#### Text to read:

□ □ □ □ □

So, ready to take up the challenge? Authoring pure IL code is a rather cumbersome task compared to authoring languages like C#. We can develop any type of application. For instance, console, Windows, and Web-based applications, but developers might feel restricted while coding without support for IntelliSense. IL coding can be done using any straight text editor such as Notepad--this is the real beauty of IL coding. We are going to write a simple “Hello World!” program on Notepad and later compile that code using ILASM.EXE utility. To do this, open Notepad, enter the code shown in Listing 2, and save it with an *.IL extension, such as "Helloworld.il".

Listing 2: First “Hello World” program coding in IL

.assembly extern mscorlib
{
  .publickeytoken = (B7 7A 5C 56 19 34 E0 89 )        
  .ver 4:0:0:0
}
.assembly cilHelloWorld
{
  .hash algorithm 0x00008004
  .ver 1:0:0:0
}
.module cilHelloWorld.exe

.imagebase           0x00400000
.file alignment      0x00000200
.stackreserve        0x00100000
.subsystem           0x0003       
.corflags            0x00020003   

// =============== CLASS MEMBERS DECLARATION ===================//

.class private auto ansi beforefieldinit cilHelloWorld.Program extends [mscorlib]System.Object
{
    .method private hidebysig static void  Main(string[] args) cil managed
    {
        .entrypoint
        .maxstack  8
        IL_0000:  nop
        IL_0001:  ldstr      "First CIL program, Hello World!"
        IL_0006:  call       void [mscorlib]System.Console::WriteLine(string)
        IL_000b:  nop
        IL_000c:  call       string [mscorlib]System.Console::ReadLine()
        IL_0011:  pop
        IL_0012:  ret
    } 
    //=================Constructor================================//
    .method public hidebysig specialname rtspecialname instance void  .ctor() cil managed
    {
        .maxstack  8
        IL_0000:  ldarg.0
        IL_0001:  call       instance void [mscorlib]System.Object::.ctor()

□ □ □ □ □

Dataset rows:

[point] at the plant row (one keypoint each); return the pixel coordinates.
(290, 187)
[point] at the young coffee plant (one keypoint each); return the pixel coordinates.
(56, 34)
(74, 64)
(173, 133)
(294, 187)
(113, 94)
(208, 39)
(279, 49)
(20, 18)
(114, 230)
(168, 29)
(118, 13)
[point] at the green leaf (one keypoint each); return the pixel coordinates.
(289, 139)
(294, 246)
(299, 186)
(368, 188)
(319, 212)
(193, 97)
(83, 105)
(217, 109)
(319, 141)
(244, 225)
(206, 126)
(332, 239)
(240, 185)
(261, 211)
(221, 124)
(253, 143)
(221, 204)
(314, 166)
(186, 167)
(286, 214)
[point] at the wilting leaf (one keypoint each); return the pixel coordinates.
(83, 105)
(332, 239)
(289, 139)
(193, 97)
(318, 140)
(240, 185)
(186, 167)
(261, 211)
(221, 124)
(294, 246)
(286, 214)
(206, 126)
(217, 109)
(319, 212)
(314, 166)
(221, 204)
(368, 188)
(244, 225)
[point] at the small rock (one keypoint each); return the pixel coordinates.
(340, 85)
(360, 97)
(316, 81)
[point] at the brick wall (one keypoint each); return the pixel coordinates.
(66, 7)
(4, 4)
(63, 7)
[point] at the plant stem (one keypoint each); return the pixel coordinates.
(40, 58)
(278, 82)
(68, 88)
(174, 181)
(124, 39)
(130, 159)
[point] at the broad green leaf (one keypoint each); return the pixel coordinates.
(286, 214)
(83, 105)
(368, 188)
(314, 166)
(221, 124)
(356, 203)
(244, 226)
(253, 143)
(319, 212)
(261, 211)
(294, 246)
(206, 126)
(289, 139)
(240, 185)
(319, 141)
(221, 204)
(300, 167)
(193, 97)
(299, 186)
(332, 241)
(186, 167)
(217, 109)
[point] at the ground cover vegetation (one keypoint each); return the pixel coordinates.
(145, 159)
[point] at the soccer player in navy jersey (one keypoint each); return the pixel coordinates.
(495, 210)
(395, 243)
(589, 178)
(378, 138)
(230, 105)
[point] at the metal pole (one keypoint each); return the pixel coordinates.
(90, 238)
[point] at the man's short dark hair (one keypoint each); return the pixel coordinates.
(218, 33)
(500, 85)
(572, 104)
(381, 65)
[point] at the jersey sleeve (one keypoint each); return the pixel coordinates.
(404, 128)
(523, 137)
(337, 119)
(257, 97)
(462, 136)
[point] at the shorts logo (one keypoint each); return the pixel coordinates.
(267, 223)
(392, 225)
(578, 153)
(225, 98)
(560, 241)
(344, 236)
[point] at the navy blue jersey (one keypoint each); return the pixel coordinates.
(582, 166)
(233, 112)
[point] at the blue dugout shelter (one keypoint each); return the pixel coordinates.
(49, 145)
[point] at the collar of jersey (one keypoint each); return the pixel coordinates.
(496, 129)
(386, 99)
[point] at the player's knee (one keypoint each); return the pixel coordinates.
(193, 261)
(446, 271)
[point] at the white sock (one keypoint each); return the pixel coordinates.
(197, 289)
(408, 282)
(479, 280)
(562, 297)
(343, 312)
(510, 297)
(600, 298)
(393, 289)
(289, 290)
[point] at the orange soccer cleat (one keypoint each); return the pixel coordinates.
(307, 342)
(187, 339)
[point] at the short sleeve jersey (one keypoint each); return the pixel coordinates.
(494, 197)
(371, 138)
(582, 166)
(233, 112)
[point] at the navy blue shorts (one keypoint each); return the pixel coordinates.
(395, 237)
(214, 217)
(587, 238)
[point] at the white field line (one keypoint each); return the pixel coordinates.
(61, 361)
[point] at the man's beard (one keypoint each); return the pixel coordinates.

□ □ □ □ □

#### Given exercise:
Translate this sentence from the IL coding text into Spanish: "Authoring pure IL code is a rather cumbersome task compared to authoring languages like C#."

#### Reply:
Escribir código IL puro es una tarea bastante engorrosa en comparación con escribir en lenguajes como C#.